» **RECORDED INFORMATION**:
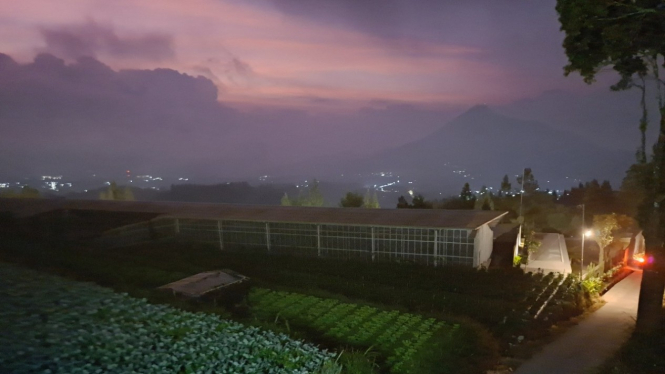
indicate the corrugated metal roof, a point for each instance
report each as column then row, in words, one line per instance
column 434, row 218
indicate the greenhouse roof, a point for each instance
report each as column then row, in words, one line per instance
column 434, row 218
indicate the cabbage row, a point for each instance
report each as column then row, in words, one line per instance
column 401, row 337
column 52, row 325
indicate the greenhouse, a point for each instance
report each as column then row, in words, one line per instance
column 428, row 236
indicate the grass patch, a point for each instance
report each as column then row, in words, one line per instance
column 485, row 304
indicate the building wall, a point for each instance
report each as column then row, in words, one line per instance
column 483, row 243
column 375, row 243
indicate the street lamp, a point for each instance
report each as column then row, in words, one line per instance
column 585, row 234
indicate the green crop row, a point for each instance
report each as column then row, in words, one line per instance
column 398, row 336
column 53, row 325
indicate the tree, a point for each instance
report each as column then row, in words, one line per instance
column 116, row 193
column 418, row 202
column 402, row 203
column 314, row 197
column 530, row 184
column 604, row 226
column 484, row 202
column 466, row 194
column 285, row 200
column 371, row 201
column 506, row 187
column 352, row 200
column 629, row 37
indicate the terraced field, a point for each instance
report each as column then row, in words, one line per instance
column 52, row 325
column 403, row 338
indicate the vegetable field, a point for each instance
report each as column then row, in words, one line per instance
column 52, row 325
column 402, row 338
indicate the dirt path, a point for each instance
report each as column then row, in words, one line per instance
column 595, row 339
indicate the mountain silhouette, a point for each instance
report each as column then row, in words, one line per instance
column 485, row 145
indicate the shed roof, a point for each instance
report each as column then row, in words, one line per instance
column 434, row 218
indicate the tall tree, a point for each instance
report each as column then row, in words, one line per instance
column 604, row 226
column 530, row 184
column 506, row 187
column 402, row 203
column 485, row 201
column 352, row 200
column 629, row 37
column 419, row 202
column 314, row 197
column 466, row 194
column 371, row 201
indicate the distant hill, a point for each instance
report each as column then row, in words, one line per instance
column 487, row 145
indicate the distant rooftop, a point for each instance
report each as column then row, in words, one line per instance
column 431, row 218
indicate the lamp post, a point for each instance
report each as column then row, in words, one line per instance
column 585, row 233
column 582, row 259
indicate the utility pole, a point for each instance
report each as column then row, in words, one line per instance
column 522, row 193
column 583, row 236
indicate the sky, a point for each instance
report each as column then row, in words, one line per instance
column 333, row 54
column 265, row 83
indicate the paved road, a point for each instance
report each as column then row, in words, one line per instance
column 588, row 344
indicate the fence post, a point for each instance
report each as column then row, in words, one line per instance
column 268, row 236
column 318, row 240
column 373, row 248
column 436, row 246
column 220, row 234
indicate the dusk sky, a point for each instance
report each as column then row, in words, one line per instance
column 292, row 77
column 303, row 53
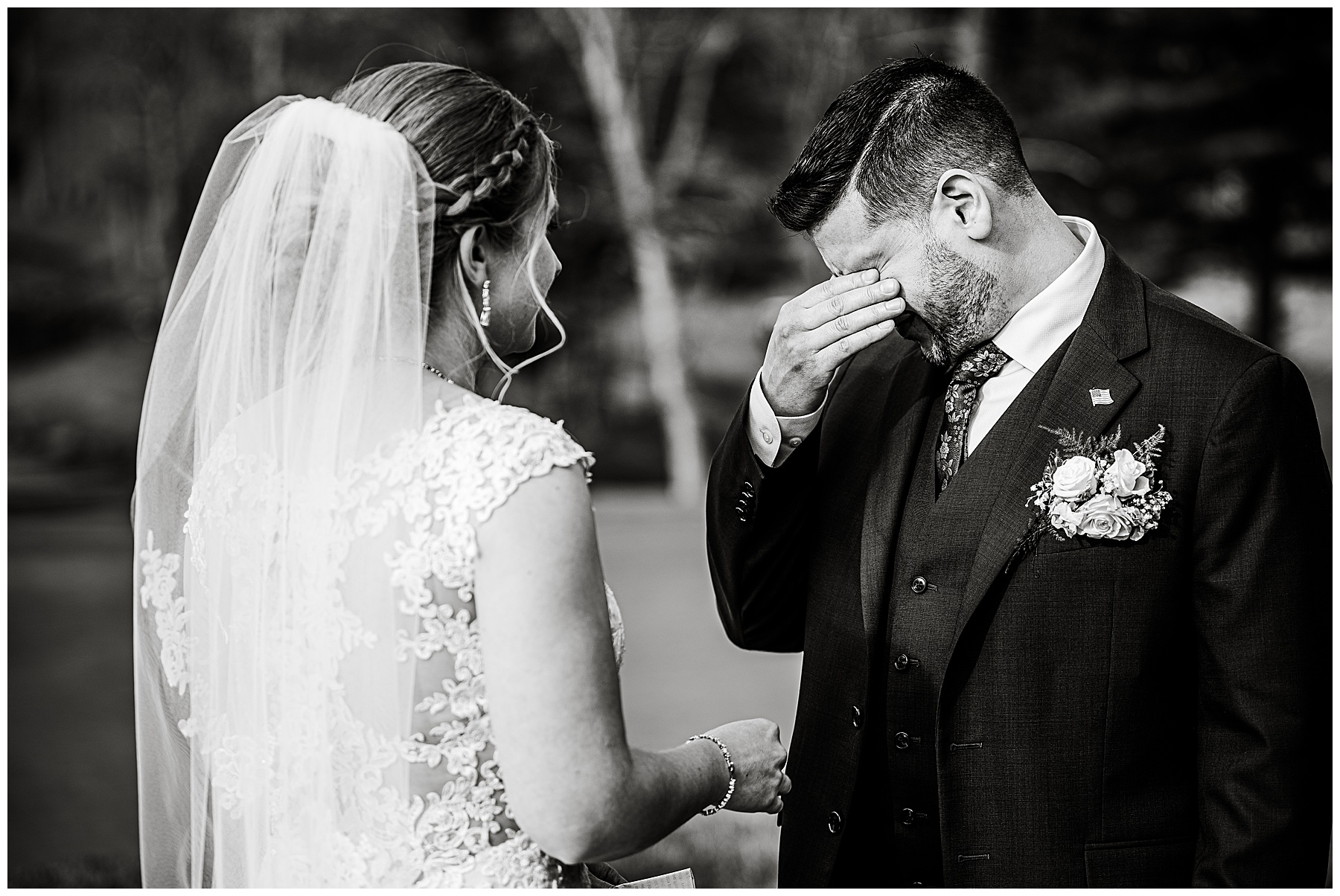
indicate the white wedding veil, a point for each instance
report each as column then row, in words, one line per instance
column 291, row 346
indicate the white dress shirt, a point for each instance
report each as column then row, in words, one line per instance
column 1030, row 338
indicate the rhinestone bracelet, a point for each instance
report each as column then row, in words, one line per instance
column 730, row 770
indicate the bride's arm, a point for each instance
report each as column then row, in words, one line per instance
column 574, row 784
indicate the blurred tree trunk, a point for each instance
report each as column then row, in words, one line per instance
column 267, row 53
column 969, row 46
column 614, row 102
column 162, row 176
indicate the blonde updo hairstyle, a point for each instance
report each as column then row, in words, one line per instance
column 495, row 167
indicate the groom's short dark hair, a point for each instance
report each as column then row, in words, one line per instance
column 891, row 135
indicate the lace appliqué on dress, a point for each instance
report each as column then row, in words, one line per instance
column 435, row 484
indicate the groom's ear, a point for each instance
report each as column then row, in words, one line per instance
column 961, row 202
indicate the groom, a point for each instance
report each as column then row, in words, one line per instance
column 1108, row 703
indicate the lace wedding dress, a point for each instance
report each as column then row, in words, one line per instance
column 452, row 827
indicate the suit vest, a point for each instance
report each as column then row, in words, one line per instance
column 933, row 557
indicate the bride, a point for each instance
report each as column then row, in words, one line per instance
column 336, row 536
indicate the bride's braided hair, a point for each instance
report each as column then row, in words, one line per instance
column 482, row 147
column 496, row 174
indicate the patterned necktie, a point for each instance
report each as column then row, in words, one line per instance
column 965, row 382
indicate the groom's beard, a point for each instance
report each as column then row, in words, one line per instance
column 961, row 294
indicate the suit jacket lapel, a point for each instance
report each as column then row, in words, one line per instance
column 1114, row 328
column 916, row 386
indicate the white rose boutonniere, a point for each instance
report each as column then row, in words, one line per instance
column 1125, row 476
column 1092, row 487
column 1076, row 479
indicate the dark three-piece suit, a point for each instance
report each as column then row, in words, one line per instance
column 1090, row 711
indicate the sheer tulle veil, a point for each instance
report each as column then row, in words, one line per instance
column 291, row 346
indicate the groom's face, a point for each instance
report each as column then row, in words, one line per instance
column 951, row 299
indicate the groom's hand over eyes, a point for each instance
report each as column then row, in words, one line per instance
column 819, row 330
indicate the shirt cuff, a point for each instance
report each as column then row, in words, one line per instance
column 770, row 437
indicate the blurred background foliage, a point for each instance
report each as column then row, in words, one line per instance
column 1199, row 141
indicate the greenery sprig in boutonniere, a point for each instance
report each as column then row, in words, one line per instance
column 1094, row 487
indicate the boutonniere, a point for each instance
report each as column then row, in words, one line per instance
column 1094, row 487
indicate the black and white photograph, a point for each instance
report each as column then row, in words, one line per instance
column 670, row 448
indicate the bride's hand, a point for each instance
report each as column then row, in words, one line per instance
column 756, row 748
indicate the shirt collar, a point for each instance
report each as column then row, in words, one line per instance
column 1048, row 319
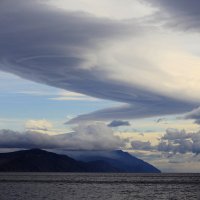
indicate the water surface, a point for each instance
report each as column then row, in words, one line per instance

» **TO BE DONE**: Skip the pictures and transcribe the rest of the records exactly.

» **SOLVED EXERCISE**:
indicate the corrugated metal roof, a point for each instance
report each as column then row, in words, one line per instance
column 434, row 218
indicate the greenhouse roof, a point for each instance
report each as column then row, in words, one line per instance
column 434, row 218
indicate the cabbage row, a point for each instance
report each as column then row, in words, one line per instance
column 401, row 337
column 52, row 325
indicate the greenhouse, a point for each instance
report each as column then row, in words, one line per instance
column 428, row 236
indicate the grass patch, a point for each instance
report each as column then row, in words, one line per instance
column 485, row 304
indicate the building wall, a point for each instance
report each as column then row, in words, one line per instance
column 483, row 243
column 375, row 243
indicate the street lamp, a point for each instance
report each as column then row, in words, one line per instance
column 585, row 234
indicate the green crop row, a point for each instance
report each as column then row, in words, one line per instance
column 398, row 336
column 53, row 325
indicate the tree, a point for each instance
report each as column then row, in words, one line per instance
column 116, row 193
column 418, row 202
column 402, row 203
column 314, row 197
column 530, row 184
column 604, row 226
column 484, row 202
column 466, row 194
column 285, row 200
column 371, row 201
column 506, row 187
column 352, row 200
column 629, row 37
indicate the terraced field, a point for each instance
report each as column then row, in words, one line per instance
column 52, row 325
column 403, row 338
indicate the vegetable field, a point for each instance
report each as column then row, in words, one line per instance
column 52, row 325
column 402, row 338
indicate the dirt path, a point for each instance
report each as column then row, in words, one line per instance
column 595, row 339
indicate the mountain silhouette, a point for each instance
report each as column then row, in words, one line per instance
column 485, row 145
indicate the shed roof, a point for each instance
report each as column then row, in words, one line per instance
column 434, row 218
indicate the tall tree, a point for each instance
report each as column then row, in words, one line per instance
column 604, row 226
column 530, row 184
column 506, row 187
column 402, row 203
column 485, row 201
column 352, row 200
column 629, row 37
column 419, row 202
column 314, row 197
column 466, row 194
column 371, row 201
indicate the distant hill, a point for each instance
report each as column then row, in words, one line per instance
column 487, row 145
indicate the distant rooftop, a point for each instance
report each as column then row, in words, one line per instance
column 431, row 218
indicate the lamp post, a point for each instance
report each as column then row, in words, one line per instance
column 585, row 233
column 582, row 259
indicate the utility pole, a point for each instance
report each as column then row, in words, one line per instance
column 522, row 193
column 583, row 236
indicate the sky, a point for each instance
report each as column then row, in words, one line per instance
column 333, row 54
column 265, row 83
indicate the paved road, a point for each instance
report each as column then row, in words, one line per instance
column 588, row 344
indicate the fence post, a point for each instance
report each as column then row, in words, one line per instance
column 268, row 236
column 318, row 240
column 373, row 248
column 436, row 246
column 220, row 234
indicate the dusk sky, a point for each instance
report each as column then row, in words, one line per instance
column 292, row 77
column 303, row 53
indicate the white wedding veil, a point for each instance
report each as column then row, in words, one line per instance
column 291, row 346
indicate the white dress shirt, a point for each instance
report each as column then row, in words, one line per instance
column 1030, row 338
indicate the rhinestone bracelet, a point for each instance
report each as column then row, in words, one line per instance
column 730, row 770
indicate the bride's arm, a point for each instance
report each as column then row, in words, one line per instance
column 574, row 784
indicate the blurred tree trunk, a point for each instance
report each as column then row, in words, one line per instance
column 267, row 53
column 969, row 46
column 614, row 102
column 162, row 176
indicate the blonde updo hairstyle, a point for each instance
report each as column then row, in words, one line per instance
column 495, row 167
indicate the groom's short dark hair, a point for each instance
report each as column then row, in words, one line per instance
column 891, row 135
indicate the lace appliqué on dress, a point for each instance
report each as column then row, in words, one line per instance
column 435, row 484
indicate the groom's ear, a point for each instance
report each as column then row, in words, one line per instance
column 961, row 202
indicate the groom, a point for each instance
report each as column then row, in words, one line per instance
column 1108, row 703
indicate the lace wedding dress, a point for each instance
report each as column then row, in words, one line per instance
column 452, row 827
indicate the suit vest, a point for each instance
report each as column then row, in words, one line per instance
column 933, row 557
indicate the bride, a point for each instance
report each as column then row, in words, one line per instance
column 336, row 536
indicate the bride's braided hair, a point for each instance
report each as column then row, in words, one line per instance
column 482, row 147
column 496, row 174
indicate the patterned necktie, a point for each instance
report each as column then row, in words, one line per instance
column 965, row 382
indicate the groom's beard, a point for each instance
report each as column then row, in words, one line per instance
column 961, row 294
indicate the suit jacket lapel, a point for each instance
report each as column then row, in words, one line per instance
column 1114, row 328
column 916, row 386
indicate the white rose boutonniere, a point for each instance
report each as column then row, in words, one line per instance
column 1125, row 476
column 1092, row 487
column 1076, row 479
indicate the dark three-piece suit, a point for each instance
report each as column then row, in words, one line per instance
column 1090, row 711
indicate the sheer tulle veil, a point for each instance
report each as column then row, in words, one line per instance
column 291, row 346
indicate the groom's face, a point for each instance
report each as column then row, in words, one line per instance
column 951, row 299
indicate the groom's hand over eyes, a point for each instance
report each as column then row, in words, one line per instance
column 819, row 330
indicate the shirt cuff, a point for each instance
report each as column then row, in words, one line per instance
column 770, row 437
indicate the blurred background foliage, a point for each instance
report each as column then row, in words, one line per instance
column 1199, row 141
indicate the greenery sprig in boutonniere, a point for each instance
report each as column then row, in words, one line per instance
column 1094, row 487
indicate the boutonniere, a point for each instance
report each as column then row, in words, one line per instance
column 1094, row 487
indicate the black and white photograph, a point for each instance
report each as column then row, in words, one line per instance
column 670, row 448
indicate the bride's hand, a point for each instance
report each as column then row, in words, one line per instance
column 756, row 748
indicate the shirt collar, a point for each instance
report each as column then row, in words, one line per instance
column 1048, row 319
indicate the water surface, a point for each instance
report each as column then row, in words, one line per instance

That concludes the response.